╭──

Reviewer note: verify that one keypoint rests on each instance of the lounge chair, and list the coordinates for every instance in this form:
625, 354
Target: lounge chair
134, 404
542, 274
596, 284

╰──

** WORK ITEM **
Transcribe all the material, making sure each line matches the original.

** EXERCISE RESULT **
Reviewer note: verify that one keypoint rests on each instance of the lounge chair, and list the coordinates for every instance in this form:
625, 354
Target: lounge chair
134, 404
542, 274
596, 284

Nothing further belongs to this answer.